Omit every picture while repeating the entries exactly.
◇ ◇ ◇ ◇ ◇
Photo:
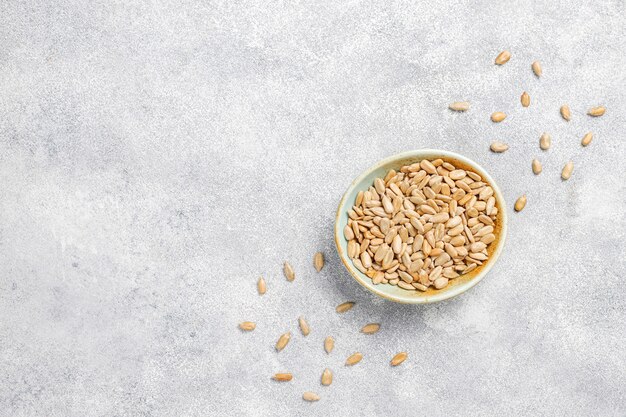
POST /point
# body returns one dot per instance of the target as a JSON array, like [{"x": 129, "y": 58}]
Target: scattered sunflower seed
[
  {"x": 282, "y": 341},
  {"x": 370, "y": 328},
  {"x": 498, "y": 147},
  {"x": 327, "y": 377},
  {"x": 536, "y": 66},
  {"x": 343, "y": 307},
  {"x": 520, "y": 203},
  {"x": 304, "y": 326},
  {"x": 288, "y": 271},
  {"x": 354, "y": 359},
  {"x": 398, "y": 358},
  {"x": 318, "y": 261},
  {"x": 545, "y": 141},
  {"x": 596, "y": 111},
  {"x": 567, "y": 171}
]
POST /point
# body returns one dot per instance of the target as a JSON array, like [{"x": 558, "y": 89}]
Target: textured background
[{"x": 156, "y": 157}]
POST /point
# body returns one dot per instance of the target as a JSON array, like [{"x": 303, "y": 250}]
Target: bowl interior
[{"x": 456, "y": 286}]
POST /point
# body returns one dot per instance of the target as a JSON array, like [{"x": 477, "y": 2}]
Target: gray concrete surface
[{"x": 156, "y": 157}]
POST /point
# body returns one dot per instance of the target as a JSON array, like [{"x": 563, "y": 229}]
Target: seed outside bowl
[{"x": 394, "y": 293}]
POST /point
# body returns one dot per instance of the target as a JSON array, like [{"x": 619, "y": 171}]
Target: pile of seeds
[
  {"x": 422, "y": 226},
  {"x": 419, "y": 227}
]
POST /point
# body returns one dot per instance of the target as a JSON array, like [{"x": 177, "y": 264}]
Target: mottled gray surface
[{"x": 156, "y": 157}]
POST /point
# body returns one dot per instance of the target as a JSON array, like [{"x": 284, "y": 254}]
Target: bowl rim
[{"x": 420, "y": 154}]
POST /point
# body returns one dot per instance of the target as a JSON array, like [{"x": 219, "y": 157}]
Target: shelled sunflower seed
[
  {"x": 327, "y": 377},
  {"x": 499, "y": 147},
  {"x": 318, "y": 261},
  {"x": 289, "y": 272},
  {"x": 282, "y": 341},
  {"x": 398, "y": 358},
  {"x": 354, "y": 359},
  {"x": 545, "y": 141},
  {"x": 536, "y": 66},
  {"x": 537, "y": 168},
  {"x": 596, "y": 111},
  {"x": 310, "y": 396},
  {"x": 418, "y": 226},
  {"x": 567, "y": 171},
  {"x": 304, "y": 326}
]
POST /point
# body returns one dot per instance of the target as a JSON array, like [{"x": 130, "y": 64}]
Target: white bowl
[{"x": 456, "y": 286}]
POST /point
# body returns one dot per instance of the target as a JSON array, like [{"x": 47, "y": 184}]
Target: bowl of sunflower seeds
[{"x": 421, "y": 226}]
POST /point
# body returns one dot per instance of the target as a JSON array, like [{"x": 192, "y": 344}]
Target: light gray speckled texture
[{"x": 156, "y": 157}]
◇ ◇ ◇ ◇ ◇
(Solution for this problem):
Photo:
POST /point
# body returns one dot per instance of the target as a JSON array, like [{"x": 129, "y": 58}]
Target: scattered sunflower seed
[
  {"x": 282, "y": 341},
  {"x": 370, "y": 328},
  {"x": 498, "y": 147},
  {"x": 327, "y": 377},
  {"x": 536, "y": 66},
  {"x": 343, "y": 307},
  {"x": 520, "y": 203},
  {"x": 304, "y": 326},
  {"x": 288, "y": 271},
  {"x": 354, "y": 359},
  {"x": 398, "y": 358},
  {"x": 318, "y": 261},
  {"x": 545, "y": 141},
  {"x": 596, "y": 111},
  {"x": 567, "y": 171}
]
POST /point
# body returns one dot per instance of the target as a JSON array, like [{"x": 558, "y": 89}]
Target: textured background
[{"x": 156, "y": 157}]
POST /point
# body returns one dot per instance of the target as a JSON array, like [{"x": 303, "y": 250}]
Target: bowl interior
[{"x": 456, "y": 286}]
POST /point
# body returns one dot per instance of the target as a JSON array, like [{"x": 477, "y": 2}]
Target: gray concrete surface
[{"x": 156, "y": 157}]
POST /point
# body returns one dot per instance of the target as a JSON array, like [{"x": 563, "y": 229}]
Target: seed outside bowl
[{"x": 394, "y": 293}]
POST /point
# body returns one dot per instance of the target as a JSON array, like [{"x": 619, "y": 171}]
Target: pile of seeds
[
  {"x": 422, "y": 226},
  {"x": 419, "y": 227}
]
POST /point
# body returns one dot per instance of the target as a JSON array, like [{"x": 177, "y": 264}]
Target: mottled gray surface
[{"x": 156, "y": 157}]
POST /point
# body returns one dot per instance of the target as a JSON array, like [{"x": 284, "y": 254}]
Target: bowl rim
[{"x": 420, "y": 154}]
POST /point
# body returns one dot per instance of the target as a JSON array, like [{"x": 219, "y": 157}]
Target: shelled sunflower seed
[
  {"x": 327, "y": 377},
  {"x": 499, "y": 147},
  {"x": 318, "y": 261},
  {"x": 289, "y": 272},
  {"x": 282, "y": 341},
  {"x": 398, "y": 358},
  {"x": 354, "y": 359},
  {"x": 545, "y": 141},
  {"x": 536, "y": 66},
  {"x": 537, "y": 168},
  {"x": 596, "y": 111},
  {"x": 310, "y": 396},
  {"x": 418, "y": 226},
  {"x": 567, "y": 171},
  {"x": 304, "y": 326}
]
POST /point
# body returns one dot per instance of the target as a JSON array, like [{"x": 130, "y": 64}]
Target: white bowl
[{"x": 456, "y": 286}]
POST /point
# body returns one dot per instance of the target as a JSON array, like [{"x": 47, "y": 184}]
Target: bowl of sunflower seeds
[{"x": 421, "y": 226}]
POST /point
# body returns one dot per instance of the target as a JSON array, like [{"x": 192, "y": 344}]
Target: light gray speckled texture
[{"x": 156, "y": 157}]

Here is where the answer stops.